● BRIEF:
Please copy out the part of the records that opens with the line containing "If you could pick out the elbow" and runs through the end of the records, swapping "grateful" for "thankful" and leaving everything else unchanged.

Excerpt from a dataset
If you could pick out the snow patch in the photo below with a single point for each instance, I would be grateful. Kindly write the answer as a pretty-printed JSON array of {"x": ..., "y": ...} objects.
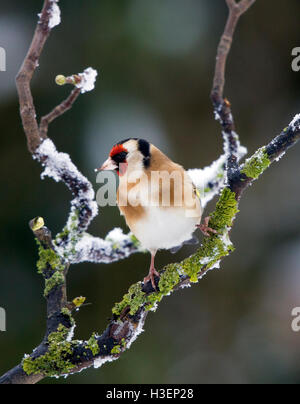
[
  {"x": 88, "y": 79},
  {"x": 55, "y": 13}
]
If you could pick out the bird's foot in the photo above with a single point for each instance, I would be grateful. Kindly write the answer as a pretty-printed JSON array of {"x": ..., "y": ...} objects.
[
  {"x": 151, "y": 277},
  {"x": 205, "y": 228}
]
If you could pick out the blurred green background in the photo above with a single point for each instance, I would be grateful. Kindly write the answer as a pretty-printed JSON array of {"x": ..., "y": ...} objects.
[{"x": 155, "y": 61}]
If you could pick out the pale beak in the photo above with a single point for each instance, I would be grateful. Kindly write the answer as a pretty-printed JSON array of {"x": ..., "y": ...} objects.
[{"x": 109, "y": 164}]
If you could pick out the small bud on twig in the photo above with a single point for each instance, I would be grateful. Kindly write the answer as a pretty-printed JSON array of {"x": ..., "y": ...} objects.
[{"x": 60, "y": 80}]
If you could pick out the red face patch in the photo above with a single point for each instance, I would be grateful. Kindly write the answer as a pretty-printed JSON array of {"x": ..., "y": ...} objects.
[{"x": 118, "y": 148}]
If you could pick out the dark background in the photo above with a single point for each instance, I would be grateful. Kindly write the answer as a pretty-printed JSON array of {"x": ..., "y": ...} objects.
[{"x": 155, "y": 61}]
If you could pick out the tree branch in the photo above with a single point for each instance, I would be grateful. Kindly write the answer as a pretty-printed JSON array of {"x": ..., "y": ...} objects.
[
  {"x": 59, "y": 353},
  {"x": 222, "y": 107}
]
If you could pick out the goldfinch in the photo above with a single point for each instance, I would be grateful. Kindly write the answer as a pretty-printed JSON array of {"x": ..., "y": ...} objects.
[{"x": 156, "y": 196}]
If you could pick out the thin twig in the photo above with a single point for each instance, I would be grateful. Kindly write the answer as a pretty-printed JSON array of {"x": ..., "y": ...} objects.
[
  {"x": 222, "y": 107},
  {"x": 58, "y": 111}
]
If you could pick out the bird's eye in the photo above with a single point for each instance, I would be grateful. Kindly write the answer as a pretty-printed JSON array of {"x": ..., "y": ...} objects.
[{"x": 120, "y": 157}]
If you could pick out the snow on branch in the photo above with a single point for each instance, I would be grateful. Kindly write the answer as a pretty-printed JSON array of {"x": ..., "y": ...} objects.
[{"x": 59, "y": 354}]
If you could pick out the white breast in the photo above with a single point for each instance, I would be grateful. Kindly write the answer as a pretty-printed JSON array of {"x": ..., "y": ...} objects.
[{"x": 164, "y": 228}]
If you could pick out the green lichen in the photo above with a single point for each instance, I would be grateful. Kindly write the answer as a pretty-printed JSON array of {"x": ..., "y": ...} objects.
[
  {"x": 135, "y": 241},
  {"x": 116, "y": 350},
  {"x": 48, "y": 257},
  {"x": 134, "y": 298},
  {"x": 56, "y": 279},
  {"x": 211, "y": 251},
  {"x": 92, "y": 344},
  {"x": 226, "y": 209},
  {"x": 50, "y": 263},
  {"x": 257, "y": 164},
  {"x": 55, "y": 361}
]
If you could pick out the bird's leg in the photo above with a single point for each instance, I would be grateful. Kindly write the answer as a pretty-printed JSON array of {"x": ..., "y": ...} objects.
[
  {"x": 152, "y": 272},
  {"x": 204, "y": 227}
]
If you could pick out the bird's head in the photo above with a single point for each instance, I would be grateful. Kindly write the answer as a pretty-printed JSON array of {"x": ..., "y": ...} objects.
[{"x": 130, "y": 154}]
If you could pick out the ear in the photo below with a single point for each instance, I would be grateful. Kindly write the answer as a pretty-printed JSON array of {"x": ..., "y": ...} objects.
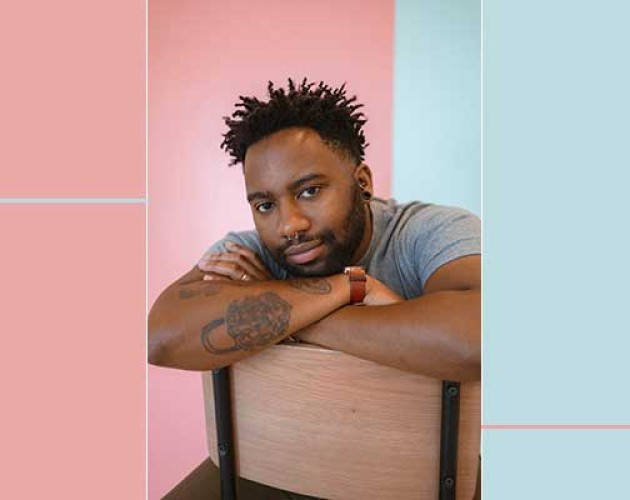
[{"x": 363, "y": 177}]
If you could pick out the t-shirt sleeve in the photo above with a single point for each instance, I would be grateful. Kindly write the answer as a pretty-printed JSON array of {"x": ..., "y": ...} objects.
[{"x": 443, "y": 234}]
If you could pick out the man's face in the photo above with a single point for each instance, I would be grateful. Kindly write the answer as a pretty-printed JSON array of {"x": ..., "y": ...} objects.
[{"x": 306, "y": 202}]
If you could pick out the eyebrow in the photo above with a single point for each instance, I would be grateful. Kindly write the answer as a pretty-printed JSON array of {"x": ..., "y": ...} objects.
[{"x": 294, "y": 186}]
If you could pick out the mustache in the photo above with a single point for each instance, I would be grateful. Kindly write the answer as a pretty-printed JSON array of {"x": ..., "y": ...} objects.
[{"x": 324, "y": 237}]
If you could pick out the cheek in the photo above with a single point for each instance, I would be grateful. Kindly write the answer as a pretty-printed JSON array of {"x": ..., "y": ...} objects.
[{"x": 265, "y": 228}]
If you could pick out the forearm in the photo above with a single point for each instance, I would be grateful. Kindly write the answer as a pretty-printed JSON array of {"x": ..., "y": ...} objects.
[
  {"x": 202, "y": 325},
  {"x": 437, "y": 335}
]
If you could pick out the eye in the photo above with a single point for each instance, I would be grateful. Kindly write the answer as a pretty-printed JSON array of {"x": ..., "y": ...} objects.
[
  {"x": 264, "y": 207},
  {"x": 310, "y": 192}
]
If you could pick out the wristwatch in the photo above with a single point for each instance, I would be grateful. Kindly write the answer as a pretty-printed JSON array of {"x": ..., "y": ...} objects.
[{"x": 356, "y": 275}]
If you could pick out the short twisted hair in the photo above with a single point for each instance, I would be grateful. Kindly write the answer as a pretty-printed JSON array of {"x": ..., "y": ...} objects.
[{"x": 328, "y": 111}]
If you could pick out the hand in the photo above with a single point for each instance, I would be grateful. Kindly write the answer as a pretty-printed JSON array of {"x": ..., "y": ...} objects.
[
  {"x": 238, "y": 263},
  {"x": 379, "y": 294}
]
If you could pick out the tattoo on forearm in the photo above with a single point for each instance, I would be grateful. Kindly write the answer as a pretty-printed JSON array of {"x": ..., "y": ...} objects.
[
  {"x": 200, "y": 290},
  {"x": 319, "y": 286},
  {"x": 251, "y": 323}
]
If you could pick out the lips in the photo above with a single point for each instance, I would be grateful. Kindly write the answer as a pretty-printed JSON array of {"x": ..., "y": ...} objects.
[{"x": 306, "y": 252}]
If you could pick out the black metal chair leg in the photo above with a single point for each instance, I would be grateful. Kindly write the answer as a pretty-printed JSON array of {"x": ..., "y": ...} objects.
[
  {"x": 449, "y": 438},
  {"x": 225, "y": 435}
]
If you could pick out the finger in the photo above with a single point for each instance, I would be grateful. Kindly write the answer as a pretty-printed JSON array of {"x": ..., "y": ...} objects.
[
  {"x": 215, "y": 277},
  {"x": 230, "y": 270},
  {"x": 253, "y": 269},
  {"x": 240, "y": 261},
  {"x": 249, "y": 255}
]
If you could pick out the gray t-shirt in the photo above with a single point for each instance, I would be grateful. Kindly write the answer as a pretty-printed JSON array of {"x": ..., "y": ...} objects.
[{"x": 409, "y": 242}]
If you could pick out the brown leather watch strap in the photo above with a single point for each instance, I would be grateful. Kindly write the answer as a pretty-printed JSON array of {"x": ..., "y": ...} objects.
[{"x": 356, "y": 275}]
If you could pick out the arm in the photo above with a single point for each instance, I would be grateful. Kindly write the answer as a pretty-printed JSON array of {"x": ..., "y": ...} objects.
[
  {"x": 437, "y": 334},
  {"x": 197, "y": 324}
]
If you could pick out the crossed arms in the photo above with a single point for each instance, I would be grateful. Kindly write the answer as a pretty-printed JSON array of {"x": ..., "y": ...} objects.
[{"x": 202, "y": 324}]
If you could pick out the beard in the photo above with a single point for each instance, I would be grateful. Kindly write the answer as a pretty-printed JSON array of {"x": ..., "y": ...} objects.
[{"x": 341, "y": 249}]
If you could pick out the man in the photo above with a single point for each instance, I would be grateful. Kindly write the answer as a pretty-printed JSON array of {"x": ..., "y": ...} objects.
[{"x": 310, "y": 194}]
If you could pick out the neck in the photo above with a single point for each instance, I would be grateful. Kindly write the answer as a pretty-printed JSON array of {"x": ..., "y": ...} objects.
[{"x": 367, "y": 236}]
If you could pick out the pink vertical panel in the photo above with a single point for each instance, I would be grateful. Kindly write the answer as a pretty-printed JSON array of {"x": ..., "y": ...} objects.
[
  {"x": 72, "y": 96},
  {"x": 202, "y": 55},
  {"x": 72, "y": 376}
]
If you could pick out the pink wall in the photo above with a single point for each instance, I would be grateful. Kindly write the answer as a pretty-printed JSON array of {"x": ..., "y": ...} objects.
[{"x": 202, "y": 55}]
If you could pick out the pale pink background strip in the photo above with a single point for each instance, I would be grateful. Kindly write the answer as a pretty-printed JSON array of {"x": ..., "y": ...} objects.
[
  {"x": 72, "y": 99},
  {"x": 554, "y": 427},
  {"x": 202, "y": 55},
  {"x": 72, "y": 371}
]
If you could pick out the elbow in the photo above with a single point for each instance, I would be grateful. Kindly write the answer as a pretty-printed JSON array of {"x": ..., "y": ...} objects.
[
  {"x": 469, "y": 363},
  {"x": 156, "y": 352}
]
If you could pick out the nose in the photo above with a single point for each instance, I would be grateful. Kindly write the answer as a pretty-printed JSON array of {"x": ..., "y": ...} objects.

● WRITTEN REPLY:
If you could pick out the elbow in the photo above with a single point for each instance, I would be thankful. Kindly write the answer as a pretty-printed JSON array of {"x": ..., "y": ...} objects.
[
  {"x": 469, "y": 363},
  {"x": 156, "y": 352}
]
If you could pick out the nose in the photo above with a single point for each instance, I would be thankful. Kindly write the answer as a pretty-printed JSON array of {"x": ..., "y": ...} objects.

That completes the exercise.